> EXERCISE PROMPT:
Carry on the column about the joint U.S.-Turkish operation against Kurdish guerrillas, starting right after its last sentence.

> PAGE:
# US Special Forces Hunting Turkish PKK Leaders



## Boondocksaint375 (Jul 30, 2007)

By Robert D. Novak
Monday, July 30, 2007; Page A15 
The morass in Iraq and deepening difficulties in Afghanistan have not deterred the Bush administration from taking on a dangerous and questionable new secret operation. High-level U.S. officials are working with their Turkish counterparts on a joint military operation to suppress Kurdish guerrillas and capture their leaders. Through covert activity, their goal is to forestall Turkey from invading Iraq.
While detailed operational plans are necessarily concealed, the broad outlines have been presented to select members of Congress as required by law. U.S. Special Forces are to work with the Turkish army to suppress the Kurds' guerrilla campaign. The Bush administration is trying to prevent another front from opening in Iraq, which would have disastrous consequences. But this gamble risks major exposure and failure.
The Turkish initiative reflects the temperament and personality of George W. Bush. Even faithful congressional supporters of his Iraq policy have been stunned by the president's upbeat mood, which makes him appear oblivious to the loss of his political base. Despite the failing effort to impose a military solution in Iraq, he is willing to try imposing arms -- though clandestinely -- on Turkey's ancient problems with its Kurdish minority, who comprise one-fifth of the country's population.

> INFORMATION GIVEN:
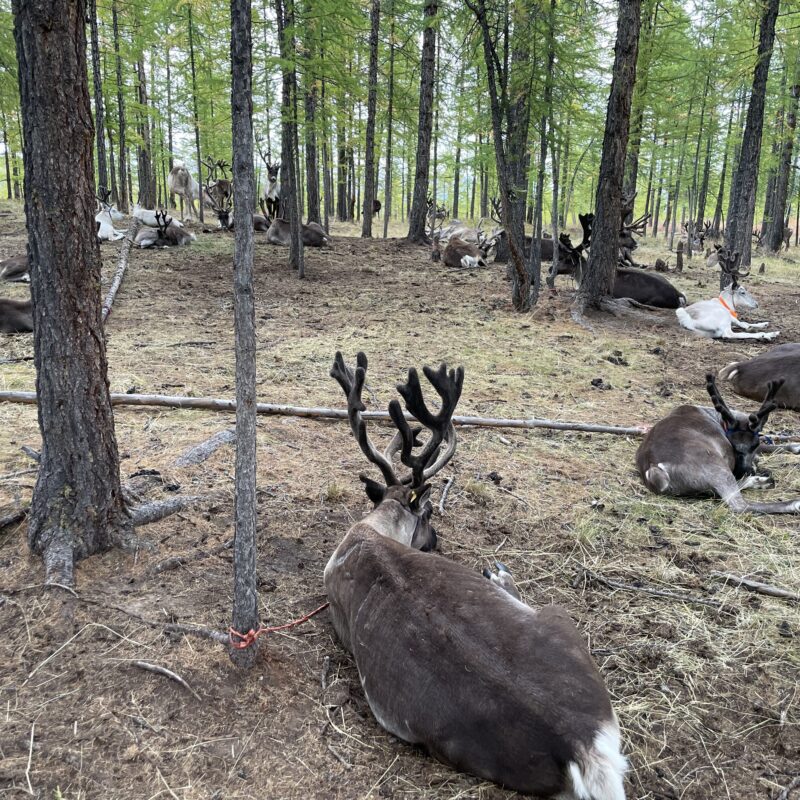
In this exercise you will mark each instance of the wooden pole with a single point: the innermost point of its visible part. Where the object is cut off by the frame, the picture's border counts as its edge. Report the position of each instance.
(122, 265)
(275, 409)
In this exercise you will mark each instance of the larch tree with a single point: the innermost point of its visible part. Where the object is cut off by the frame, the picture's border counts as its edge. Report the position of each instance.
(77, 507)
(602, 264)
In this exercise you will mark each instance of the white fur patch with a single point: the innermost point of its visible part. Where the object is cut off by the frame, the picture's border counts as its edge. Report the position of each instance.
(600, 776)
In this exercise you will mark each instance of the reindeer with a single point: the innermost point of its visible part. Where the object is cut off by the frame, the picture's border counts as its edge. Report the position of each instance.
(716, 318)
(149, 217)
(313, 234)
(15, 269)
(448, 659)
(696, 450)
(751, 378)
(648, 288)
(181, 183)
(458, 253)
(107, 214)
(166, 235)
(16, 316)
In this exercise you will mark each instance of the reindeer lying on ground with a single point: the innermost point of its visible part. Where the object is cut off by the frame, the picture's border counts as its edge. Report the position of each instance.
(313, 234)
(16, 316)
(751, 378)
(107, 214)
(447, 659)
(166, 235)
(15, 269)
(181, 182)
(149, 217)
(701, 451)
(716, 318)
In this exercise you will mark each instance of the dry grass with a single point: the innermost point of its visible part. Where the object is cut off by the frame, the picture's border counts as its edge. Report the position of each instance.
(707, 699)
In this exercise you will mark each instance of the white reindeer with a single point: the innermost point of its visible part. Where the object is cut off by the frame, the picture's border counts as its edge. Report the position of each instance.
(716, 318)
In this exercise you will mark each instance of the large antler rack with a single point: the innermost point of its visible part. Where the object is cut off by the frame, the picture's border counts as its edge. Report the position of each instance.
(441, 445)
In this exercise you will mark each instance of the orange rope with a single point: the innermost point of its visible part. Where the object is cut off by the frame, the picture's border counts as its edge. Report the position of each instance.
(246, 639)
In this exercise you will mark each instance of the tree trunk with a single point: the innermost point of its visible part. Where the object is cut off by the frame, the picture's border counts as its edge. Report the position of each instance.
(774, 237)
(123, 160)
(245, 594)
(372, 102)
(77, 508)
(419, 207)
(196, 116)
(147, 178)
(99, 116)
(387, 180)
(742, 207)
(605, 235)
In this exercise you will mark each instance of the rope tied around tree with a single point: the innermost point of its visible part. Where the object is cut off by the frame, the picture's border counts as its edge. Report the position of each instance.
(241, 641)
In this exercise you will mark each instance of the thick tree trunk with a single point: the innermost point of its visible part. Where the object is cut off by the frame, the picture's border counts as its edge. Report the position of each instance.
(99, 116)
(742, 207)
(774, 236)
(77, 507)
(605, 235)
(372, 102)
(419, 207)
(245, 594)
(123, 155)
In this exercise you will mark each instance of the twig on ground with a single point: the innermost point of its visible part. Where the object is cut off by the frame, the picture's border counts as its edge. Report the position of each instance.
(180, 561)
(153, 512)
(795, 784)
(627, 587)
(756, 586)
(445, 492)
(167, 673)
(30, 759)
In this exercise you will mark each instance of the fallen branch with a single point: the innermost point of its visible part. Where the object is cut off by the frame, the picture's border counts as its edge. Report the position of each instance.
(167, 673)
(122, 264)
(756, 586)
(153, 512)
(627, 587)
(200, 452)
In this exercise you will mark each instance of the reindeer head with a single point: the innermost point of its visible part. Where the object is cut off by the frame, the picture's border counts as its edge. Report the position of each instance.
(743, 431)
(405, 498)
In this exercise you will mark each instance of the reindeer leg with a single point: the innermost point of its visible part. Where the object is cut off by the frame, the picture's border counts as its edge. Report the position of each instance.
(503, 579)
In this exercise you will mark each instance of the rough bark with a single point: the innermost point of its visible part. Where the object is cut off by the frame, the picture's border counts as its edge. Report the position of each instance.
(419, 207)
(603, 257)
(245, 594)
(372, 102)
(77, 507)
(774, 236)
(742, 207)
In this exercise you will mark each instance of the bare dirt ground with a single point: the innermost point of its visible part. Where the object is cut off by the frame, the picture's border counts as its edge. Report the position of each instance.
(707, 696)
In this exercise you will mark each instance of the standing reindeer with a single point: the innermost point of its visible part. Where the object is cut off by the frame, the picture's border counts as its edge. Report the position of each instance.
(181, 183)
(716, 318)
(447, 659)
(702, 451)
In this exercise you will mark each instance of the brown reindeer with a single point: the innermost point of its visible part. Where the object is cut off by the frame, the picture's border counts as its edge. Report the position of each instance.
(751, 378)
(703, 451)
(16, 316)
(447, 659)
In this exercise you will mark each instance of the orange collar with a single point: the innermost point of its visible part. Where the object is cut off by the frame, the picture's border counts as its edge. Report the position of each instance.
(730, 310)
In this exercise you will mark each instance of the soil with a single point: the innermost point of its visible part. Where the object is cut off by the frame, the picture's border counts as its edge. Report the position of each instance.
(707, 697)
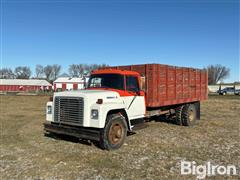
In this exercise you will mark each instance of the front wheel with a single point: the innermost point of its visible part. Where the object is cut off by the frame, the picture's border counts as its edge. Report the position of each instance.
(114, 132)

==

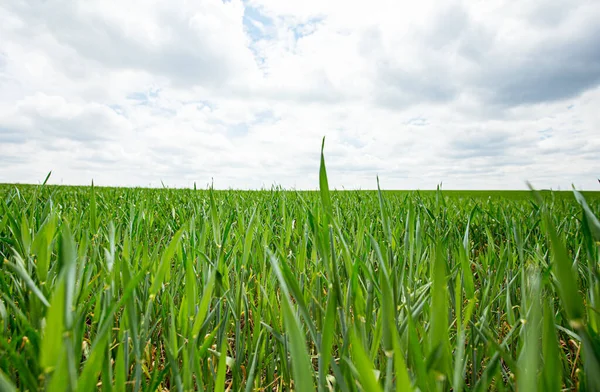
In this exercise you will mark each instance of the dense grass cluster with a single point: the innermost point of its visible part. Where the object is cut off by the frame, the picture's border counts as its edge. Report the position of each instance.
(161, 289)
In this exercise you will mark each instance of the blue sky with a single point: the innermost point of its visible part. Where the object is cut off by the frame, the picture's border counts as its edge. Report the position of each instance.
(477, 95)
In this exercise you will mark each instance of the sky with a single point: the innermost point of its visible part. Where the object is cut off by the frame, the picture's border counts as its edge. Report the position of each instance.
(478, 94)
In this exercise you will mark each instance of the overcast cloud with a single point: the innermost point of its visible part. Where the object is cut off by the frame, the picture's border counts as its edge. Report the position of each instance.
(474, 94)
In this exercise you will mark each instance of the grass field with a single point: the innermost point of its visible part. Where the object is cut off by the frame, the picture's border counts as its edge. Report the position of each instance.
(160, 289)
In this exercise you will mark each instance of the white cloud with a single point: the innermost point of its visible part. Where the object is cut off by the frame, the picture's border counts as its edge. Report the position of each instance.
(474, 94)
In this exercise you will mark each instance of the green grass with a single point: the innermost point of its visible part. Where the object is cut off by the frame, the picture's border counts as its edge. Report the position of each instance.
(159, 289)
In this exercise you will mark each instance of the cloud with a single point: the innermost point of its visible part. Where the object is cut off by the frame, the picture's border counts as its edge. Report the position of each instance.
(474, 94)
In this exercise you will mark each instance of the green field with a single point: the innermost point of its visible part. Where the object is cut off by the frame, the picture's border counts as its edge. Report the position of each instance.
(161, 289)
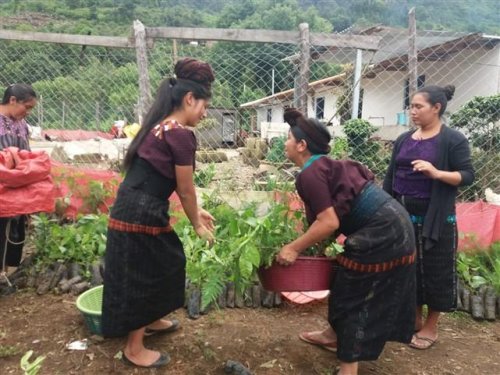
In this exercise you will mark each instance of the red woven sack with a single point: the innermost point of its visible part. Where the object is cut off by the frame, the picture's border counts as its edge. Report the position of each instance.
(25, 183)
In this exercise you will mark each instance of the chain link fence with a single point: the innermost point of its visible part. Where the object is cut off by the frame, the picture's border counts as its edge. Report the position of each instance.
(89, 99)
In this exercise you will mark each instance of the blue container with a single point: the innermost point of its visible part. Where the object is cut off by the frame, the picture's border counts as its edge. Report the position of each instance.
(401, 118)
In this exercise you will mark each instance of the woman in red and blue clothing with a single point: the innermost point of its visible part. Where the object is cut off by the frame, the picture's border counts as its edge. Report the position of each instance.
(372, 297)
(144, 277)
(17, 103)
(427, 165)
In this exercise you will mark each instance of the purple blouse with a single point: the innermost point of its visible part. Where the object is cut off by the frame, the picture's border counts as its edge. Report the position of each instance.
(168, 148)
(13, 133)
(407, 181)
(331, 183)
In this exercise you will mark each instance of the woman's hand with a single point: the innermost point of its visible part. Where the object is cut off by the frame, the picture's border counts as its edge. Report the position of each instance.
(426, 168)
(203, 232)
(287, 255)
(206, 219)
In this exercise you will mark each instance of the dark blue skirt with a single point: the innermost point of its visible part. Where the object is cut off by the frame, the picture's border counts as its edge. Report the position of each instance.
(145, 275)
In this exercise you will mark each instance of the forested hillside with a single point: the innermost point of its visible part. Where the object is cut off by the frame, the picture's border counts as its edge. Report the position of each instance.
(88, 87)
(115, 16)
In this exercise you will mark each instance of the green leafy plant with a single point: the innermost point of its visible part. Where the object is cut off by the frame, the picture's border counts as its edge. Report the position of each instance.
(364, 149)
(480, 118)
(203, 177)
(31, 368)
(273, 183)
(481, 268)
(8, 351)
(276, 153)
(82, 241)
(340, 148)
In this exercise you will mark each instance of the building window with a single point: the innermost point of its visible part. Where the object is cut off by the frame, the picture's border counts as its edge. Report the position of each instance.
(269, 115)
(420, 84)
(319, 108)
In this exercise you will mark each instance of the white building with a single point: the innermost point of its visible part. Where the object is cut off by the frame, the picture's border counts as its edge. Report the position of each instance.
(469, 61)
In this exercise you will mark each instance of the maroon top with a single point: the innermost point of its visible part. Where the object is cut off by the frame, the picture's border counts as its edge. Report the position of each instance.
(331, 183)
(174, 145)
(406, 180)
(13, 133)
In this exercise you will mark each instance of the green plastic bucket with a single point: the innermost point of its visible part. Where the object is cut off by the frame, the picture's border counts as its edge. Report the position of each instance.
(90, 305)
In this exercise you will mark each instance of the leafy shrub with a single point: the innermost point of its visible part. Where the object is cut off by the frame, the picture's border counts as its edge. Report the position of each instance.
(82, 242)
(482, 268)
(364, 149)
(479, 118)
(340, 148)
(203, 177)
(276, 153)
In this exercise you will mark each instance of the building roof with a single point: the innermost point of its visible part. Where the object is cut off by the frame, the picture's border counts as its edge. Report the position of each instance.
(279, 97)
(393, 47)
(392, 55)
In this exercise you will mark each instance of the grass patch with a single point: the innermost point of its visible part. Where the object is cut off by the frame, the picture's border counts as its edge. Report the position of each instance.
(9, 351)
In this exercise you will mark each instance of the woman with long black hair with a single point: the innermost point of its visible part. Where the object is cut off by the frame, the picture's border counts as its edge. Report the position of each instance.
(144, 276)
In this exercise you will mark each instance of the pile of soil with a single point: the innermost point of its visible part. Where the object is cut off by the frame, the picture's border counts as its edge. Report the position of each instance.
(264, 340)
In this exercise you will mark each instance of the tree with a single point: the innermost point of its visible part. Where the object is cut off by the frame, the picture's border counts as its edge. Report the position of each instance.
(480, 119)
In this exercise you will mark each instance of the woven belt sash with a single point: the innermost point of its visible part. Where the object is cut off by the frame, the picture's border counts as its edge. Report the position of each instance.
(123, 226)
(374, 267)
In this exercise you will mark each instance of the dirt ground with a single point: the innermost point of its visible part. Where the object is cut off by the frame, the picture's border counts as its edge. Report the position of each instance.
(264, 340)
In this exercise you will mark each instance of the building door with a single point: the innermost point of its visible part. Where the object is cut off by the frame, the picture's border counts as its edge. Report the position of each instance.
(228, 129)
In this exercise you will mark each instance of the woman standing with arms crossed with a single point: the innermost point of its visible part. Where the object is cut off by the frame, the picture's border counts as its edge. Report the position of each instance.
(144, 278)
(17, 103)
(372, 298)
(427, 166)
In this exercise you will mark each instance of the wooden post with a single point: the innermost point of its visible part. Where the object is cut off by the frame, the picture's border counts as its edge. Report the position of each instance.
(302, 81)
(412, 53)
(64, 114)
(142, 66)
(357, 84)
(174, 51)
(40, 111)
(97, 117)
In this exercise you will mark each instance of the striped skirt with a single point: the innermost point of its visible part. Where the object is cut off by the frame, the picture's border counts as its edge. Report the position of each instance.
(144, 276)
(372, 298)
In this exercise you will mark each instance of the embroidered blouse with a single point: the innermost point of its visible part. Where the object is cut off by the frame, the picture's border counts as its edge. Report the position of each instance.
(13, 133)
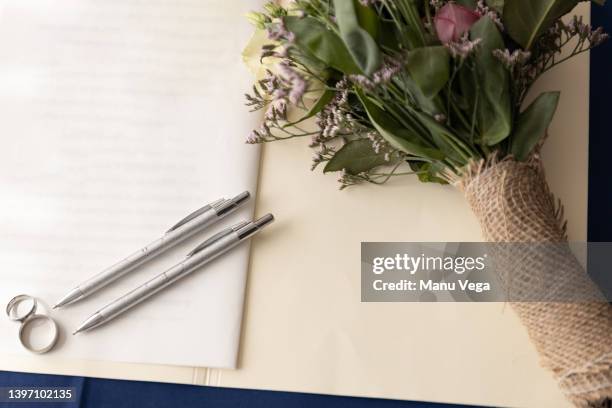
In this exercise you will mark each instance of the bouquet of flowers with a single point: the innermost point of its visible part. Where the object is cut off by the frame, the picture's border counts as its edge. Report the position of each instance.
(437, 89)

> EXERCISE ANSWER:
The development of an autonomous Kurdish entity inside Iraq, resulting from the decline and fall of Saddam Hussein, has alarmed the Turkish government. That led to Ankara's refusal to allow U.S. combat troops to enter Iraq through Turkey, an eleventh-hour complication for the 2003 invasion. As the Kurds' political power grew inside Iraq, the Turkish government became steadily more uneasy about the centuries-old project of a Kurdistan spreading across international boundaries -- and chewing up big pieces of Turkey.
The dormant Turkish Kurd guerrilla fighters of the Kurdistan Workers Party (PKK) came to life. By June, the Turkish government was demonstrating its concern by lobbing artillery shells across the border. Ankara began protesting, to both Washington and Baghdad, that the PKK was using northern Iraq as a base for guerrilla operations. On July 11, in Washington, Turkish Ambassador Nabi Sensoy became the first Turkish official to assert publicly that Iraqi Kurds have claims on Turkish territory. On July 20, just two days before his successful reelection, Turkish Prime Minister Recep Tayyip Erdogan threatened a military incursion into Iraq against the Kurds. Last Wednesday, Murat Karayilan, head of the PKK political council, predicted that "the Turkish Army will attack southern Kurdistan."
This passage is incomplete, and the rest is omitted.